PROBLEM REQUIREMENTS:
Copy out every line of the items below that contains the word "bokeh", matching its case exactly.

TASK DATA:
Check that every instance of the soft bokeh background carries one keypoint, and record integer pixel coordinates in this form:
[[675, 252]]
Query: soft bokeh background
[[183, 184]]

==

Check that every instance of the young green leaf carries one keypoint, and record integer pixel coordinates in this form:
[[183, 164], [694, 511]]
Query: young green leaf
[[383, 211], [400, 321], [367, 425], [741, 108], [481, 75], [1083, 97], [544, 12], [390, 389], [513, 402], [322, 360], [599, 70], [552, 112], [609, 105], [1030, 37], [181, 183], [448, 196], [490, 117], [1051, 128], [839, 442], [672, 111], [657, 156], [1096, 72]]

--

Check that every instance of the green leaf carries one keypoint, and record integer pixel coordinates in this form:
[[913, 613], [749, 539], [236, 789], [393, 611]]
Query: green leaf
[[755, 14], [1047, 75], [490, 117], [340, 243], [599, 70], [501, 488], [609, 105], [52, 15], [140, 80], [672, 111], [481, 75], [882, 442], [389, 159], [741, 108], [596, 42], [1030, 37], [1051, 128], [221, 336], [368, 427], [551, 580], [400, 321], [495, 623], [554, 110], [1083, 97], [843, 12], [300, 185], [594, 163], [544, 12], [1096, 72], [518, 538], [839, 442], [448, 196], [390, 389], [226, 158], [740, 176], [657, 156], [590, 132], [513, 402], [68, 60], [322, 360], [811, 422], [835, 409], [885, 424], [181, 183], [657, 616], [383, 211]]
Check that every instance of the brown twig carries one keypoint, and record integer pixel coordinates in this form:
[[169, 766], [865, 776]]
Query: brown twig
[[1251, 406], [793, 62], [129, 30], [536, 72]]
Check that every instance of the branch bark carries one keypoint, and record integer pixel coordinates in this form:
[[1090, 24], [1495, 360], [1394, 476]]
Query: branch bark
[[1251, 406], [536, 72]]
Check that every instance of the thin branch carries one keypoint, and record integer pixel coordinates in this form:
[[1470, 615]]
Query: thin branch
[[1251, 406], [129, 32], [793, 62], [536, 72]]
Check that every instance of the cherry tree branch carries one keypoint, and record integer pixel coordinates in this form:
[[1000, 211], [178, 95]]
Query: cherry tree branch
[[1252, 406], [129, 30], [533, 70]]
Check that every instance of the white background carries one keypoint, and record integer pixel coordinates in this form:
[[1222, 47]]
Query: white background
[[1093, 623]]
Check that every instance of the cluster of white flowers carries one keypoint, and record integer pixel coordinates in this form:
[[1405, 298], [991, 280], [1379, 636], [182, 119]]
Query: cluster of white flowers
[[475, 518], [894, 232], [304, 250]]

RIGHT ANSWER:
Check that every instance of the soft bokeh background carries one keypoint, and record integer pixel coordinates in this form:
Query: soft bokeh background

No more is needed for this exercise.